YOUR TASK: Provide a verbatim copy of all the records below, leaving the images out.

Top of DATASET ENTRIES

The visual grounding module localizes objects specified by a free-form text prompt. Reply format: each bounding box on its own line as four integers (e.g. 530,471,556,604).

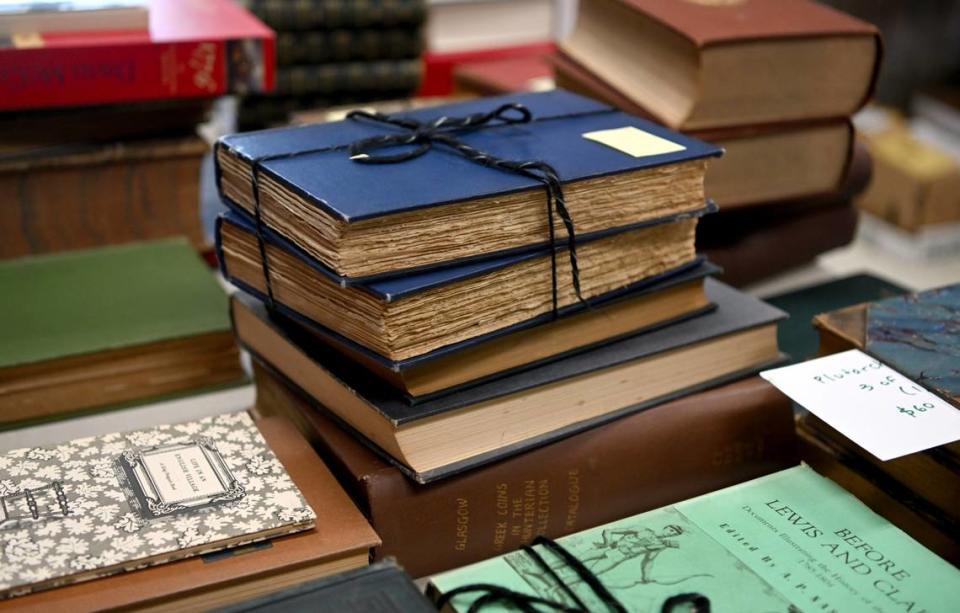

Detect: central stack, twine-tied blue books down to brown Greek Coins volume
216,91,792,575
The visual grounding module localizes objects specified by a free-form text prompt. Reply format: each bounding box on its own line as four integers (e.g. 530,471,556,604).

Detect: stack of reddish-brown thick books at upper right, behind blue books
555,0,880,280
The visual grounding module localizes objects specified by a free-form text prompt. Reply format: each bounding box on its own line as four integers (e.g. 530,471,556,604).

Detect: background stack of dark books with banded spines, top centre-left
238,0,427,128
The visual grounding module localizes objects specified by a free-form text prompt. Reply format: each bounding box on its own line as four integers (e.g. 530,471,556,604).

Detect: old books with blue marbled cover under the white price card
798,285,960,564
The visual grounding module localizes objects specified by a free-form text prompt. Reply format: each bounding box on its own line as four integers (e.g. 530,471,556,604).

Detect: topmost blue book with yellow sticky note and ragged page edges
216,90,721,284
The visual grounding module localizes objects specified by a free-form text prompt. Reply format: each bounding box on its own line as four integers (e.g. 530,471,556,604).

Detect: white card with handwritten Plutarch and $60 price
760,349,960,461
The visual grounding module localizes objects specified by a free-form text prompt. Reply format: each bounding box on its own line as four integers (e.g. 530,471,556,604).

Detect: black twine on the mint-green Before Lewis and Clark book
437,536,710,613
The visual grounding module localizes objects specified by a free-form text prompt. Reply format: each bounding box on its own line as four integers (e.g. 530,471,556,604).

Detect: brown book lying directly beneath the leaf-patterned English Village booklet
0,417,380,613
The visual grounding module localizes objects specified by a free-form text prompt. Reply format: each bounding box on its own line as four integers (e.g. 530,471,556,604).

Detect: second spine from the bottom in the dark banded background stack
277,59,421,96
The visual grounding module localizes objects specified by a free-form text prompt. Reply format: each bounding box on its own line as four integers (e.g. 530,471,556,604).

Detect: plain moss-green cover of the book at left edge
0,239,230,368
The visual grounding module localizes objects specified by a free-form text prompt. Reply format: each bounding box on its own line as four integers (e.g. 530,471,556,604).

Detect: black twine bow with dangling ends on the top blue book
347,103,589,317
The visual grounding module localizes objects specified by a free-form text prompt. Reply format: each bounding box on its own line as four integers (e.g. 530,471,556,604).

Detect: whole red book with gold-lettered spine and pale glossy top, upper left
0,0,274,110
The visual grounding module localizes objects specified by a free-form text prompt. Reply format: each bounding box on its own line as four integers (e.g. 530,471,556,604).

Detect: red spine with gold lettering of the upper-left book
0,38,274,110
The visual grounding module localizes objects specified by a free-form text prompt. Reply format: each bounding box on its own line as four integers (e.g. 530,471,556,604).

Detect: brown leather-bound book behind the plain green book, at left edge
0,136,208,258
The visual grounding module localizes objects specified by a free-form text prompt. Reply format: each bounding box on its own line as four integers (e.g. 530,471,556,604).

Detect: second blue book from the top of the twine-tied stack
216,207,710,364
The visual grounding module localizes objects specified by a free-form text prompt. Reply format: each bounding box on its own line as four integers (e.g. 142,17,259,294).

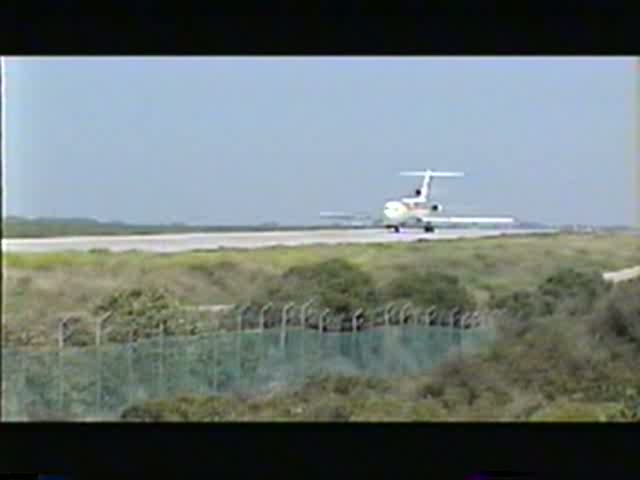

Bottom of DATASET ENTRIES

COMPLETED TASK:
The visual grounding module localizes objects specified by a free-form text prompt. Reply format: each bounding box on its own line as four integers (e.g. 530,471,556,604).


Detect: central stack, twine-tied blue books down to brown Greek Coins volume
216,91,792,575
The visual grounding module localizes objects specified by a free-form text prompt. Reply format: each bounding box on its own line as four integers (e.g. 530,471,556,604).

Detect: stack of reddish-brown thick books at upper right, behind blue books
555,0,880,280
The visual grounding module localizes objects specified by a free-form text prompt. Reply format: each bounding box on its own line as four integers (e.g. 530,471,556,604).

Detect: background stack of dark books with banded spines, top centre-left
238,0,427,128
The visual grounding module localizes objects specified by a free-form text prompt. Reply format: each bounding box on its own line as four integers (e.g. 530,471,556,604).

Detect: old books with blue marbled cover under the white price card
798,285,960,564
The visual grounding module localizes objects specified by a free-form text prompt. Reply format: each bounding box on its own line as four integers (e.g. 530,471,556,604).

Detect: topmost blue book with yellow sticky note and ragged page edges
216,90,721,284
The visual grounding module localizes objects specified by a free-form text prompt. Reply format: each bounding box on its own line as four integers (e.g. 530,471,556,604).

Detect: white card with handwritten Plutarch and $60 price
760,349,960,461
The visual grounding module localizes objects specified by a free-form text prompt. Reply format: each bounding box on its own line as four integers (e.g. 530,471,556,604).

Detect: black twine on the mint-green Before Lewis and Clark book
437,536,710,613
The visual grounding module localizes objects specified by a free-form text prompt. Reply format: each bounding box on its own line as four integers (e.g. 530,471,556,604).

Detect: brown book lying directly beneath the leaf-patterned English Village booklet
0,417,380,613
The visual grounding module localizes objects specified by a free-form text prompt. Reply format: each bounding box on its own line as four integers (e.g. 530,471,556,604).

Detect: second spine from the bottom in the dark banded background stack
277,59,421,96
The visual grounding module localizes objects specified by a free-form text prompt. Reply format: each bounding box on its own line as four integers (e.g. 530,471,556,604).

Detect: plain moss-green cover of the book at left edge
0,239,230,368
The visual grounding module localizes objects specified by a free-form text prompt. Reply format: each bounding box on its own line as four integers (e.g. 530,471,556,604).

Detect: black twine bow with dangling ends on the top blue book
347,103,589,317
The visual grounding module localizes objects specified by a free-form text prompt. Reply format: each bounding box on its own line as four integers (e.g. 530,471,556,604).

Detect: whole red book with gold-lettered spine and pale glossy top, upper left
0,0,274,110
The visual grounding module localizes objects specified by a free-form text prompt. Reply format: each bounding box on its own line as four integers (e.g. 530,471,556,604).

Detect: red spine with gold lettering of the upper-left book
0,38,274,110
The visual grounding module localizes objects specified by a free-form text prompt. Reply format: each bounding box on its own line as four integers (e.g. 530,471,556,604).

Detect: brown leather-bound book behind the plain green book, at left edge
0,136,208,258
The visual grounding module localizes objects specified by a free-form text prompt. Reply format: each bounding box on its own line as four integers (e.g. 530,471,556,604).

Detect: second blue book from the top of the twine-tied stack
216,207,710,364
The visual grounding module localizes objects specified by a free-form text prompt. Reply format: each bounding box on its own line as four integers (e.g. 142,17,259,294).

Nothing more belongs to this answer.